* ESTRATTO DEL TESTO:
────

Javad Zarif e il neo presidente Masoud Pezeshkian

Difficile transizione politica iraniana

La difficile fase di transizione politica post-elettorale, in un Iran sempre più spaccato al vertice, è stata messa definitivamente in crisi dall’uccisione di Ismail Haniyeh, il leader di Hamas. L’azione decisa da Netanyahu (e maldestramente non impedita dagli americani) ha ridato spazio politico ai ‘duri’ della teocrazia persiana. Sconfitti alle urne, grazie alla sapiente opera di tessitore politico di Zarif, adesso le Guardie rivoluzionarie si stanno rifacendo con gli interessi. E se il vero obiettivo del governo di destra israeliano era quello di allargare la guerra, per costringere gli Stati Uniti a intervenire, forse la provocazione contro gli ayatollah sta raggiungendo il suo scopo.

Le dimissioni di Zarif

Le prime notizie in arrivo da Teheran, dicono che a indurre Zarif alle dimissioni sia stata la composizione del nuovo governo. In pratica, (ma era prevedibile) il presidente Pezeshkian ha presentato una lista di ministri, che è stata stravolta nel corso di una supervisione condotta dal potere religioso. Zarif aveva selezionato giovani, donne e rappresentanti di minoranze etniche, per cercare di unire il Paese e dare un segnale di cambiamento. Aveva scremato un elenco di mille nominativi e sperava che il Presidente eletto riuscisse a imporli. Ma non c’è stato nulla da fare. Così agli Interni è andato un generale dei Pasdaran, Eskandar Momeni, un tipo tutto ordine e manganello. Segno che gli ayatollah non ci hanno capito niente, dal momento che hanno già rischiato una rivoluzione per colpa della ‘polizia morale’, dopo la morte di Masha Amini, picchiata perché non indossava l’hijab.

────

* INFORMAZIONI FORNITE:
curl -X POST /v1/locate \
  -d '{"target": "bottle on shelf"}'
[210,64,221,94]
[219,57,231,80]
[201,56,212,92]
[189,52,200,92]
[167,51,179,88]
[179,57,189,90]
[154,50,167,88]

────

* DA FARE:
(a) Riassumi in forma di elenco puntato il paragrafo del testo sulla transizione politica iraniana che inizia con "Le prime notizie in arrivo da Teheran", conservandone i fatti principali.
(b) Stampa senza modifiche il tratto del testo sulla transizione politica iraniana che va da "La difficile fase" fino a "il suo scopo.".
(c) Procedi con la stesura del testo sulla transizione politica iraniana, ripartendo subito dopo l'ultima frase riportata.

* RISPOSTE SCRITTE:
(a)
- Secondo le prime notizie da Teheran, Zarif si è dimesso a causa della composizione del nuovo governo.
- La lista di ministri presentata dal presidente Pezeshkian è stata stravolta dalla supervisione del potere religioso.
- Zarif aveva selezionato giovani, donne e rappresentanti di minoranze etniche, scremando un elenco di mille nominativi, per unire il Paese e dare un segnale di cambiamento.
- Il ministero degli Interni è andato a Eskandar Momeni, generale dei Pasdaran.
- Secondo il testo, la scelta mostra che gli ayatollah non hanno capito la situazione. Avevano già rischiato una rivoluzione a causa della "polizia morale", dopo la morte di Masha Amini, picchiata perché non indossava l'hijab.

(b)
La difficile fase di transizione politica post-elettorale, in un Iran sempre più spaccato al vertice, è stata messa definitivamente in crisi dall’uccisione di Ismail Haniyeh, il leader di Hamas. L’azione decisa da Netanyahu (e maldestramente non impedita dagli americani) ha ridato spazio politico ai ‘duri’ della teocrazia persiana. Sconfitti alle urne, grazie alla sapiente opera di tessitore politico di Zarif, adesso le Guardie rivoluzionarie si stanno rifacendo con gli interessi. E se il vero obiettivo del governo di destra israeliano era quello di allargare la guerra, per costringere gli Stati Uniti a intervenire, forse la provocazione contro gli ayatollah sta raggiungendo il suo scopo.

(c)
Presidente di poco potere

La scelta di Momeni fa capire quanto poco conti Pezeshkian, visto che il giro di vite contro le donne contrasta con le sue promesse in campagna elettorale. Reintegrati anche i ministri del defunto Raisi e del blocco che ha perso le elezioni. A cominciare dal responsabile dell’Intelligence, Esmail Khatib. Bocciato, invece il Ministro del Petrolio proposto da Zarif, Emad Hosseini, molto probabilmente perché si tratta di un curdo sunnita e, su questo terreno, le Guardie rivoluzionarie non transigono e non concedono alcuna via libera. Adesso, in Iran il caos politico ha raggiunto un massimo storico. Comanda la Guida suprema, Ali Khamenei, che ha quasi 86 anni, ma la fazione degli ‘intransigenti’, cioè le Guardie della rivoluzione (IRGC), pare che gli abbia preso la mano.

Le Guardie della Rivoluzione

Attenzione: si tratta di un blocco imprevedibile, fanaticamente nazionalista e non solo fondamentalista. Insomma, un mix esplosivo che non conosce i canoni della diplomazia ‘all’occidentale’. È in quest’area che stanno aumentando le pressioni per una rappresaglia ‘di peso’ contro Israele. E l’improvvisa defezione di Javad Zarif è un altro pericoloso segnale che le cose si stanno deteriorando. Non è un caso che, proprio mentre il ministro riformista si dimetteva a Teheran, da Washington partiva l’allarme dell’Intelligence americana: la rappresaglia iraniana contro Israele sembra sul punto di scattare.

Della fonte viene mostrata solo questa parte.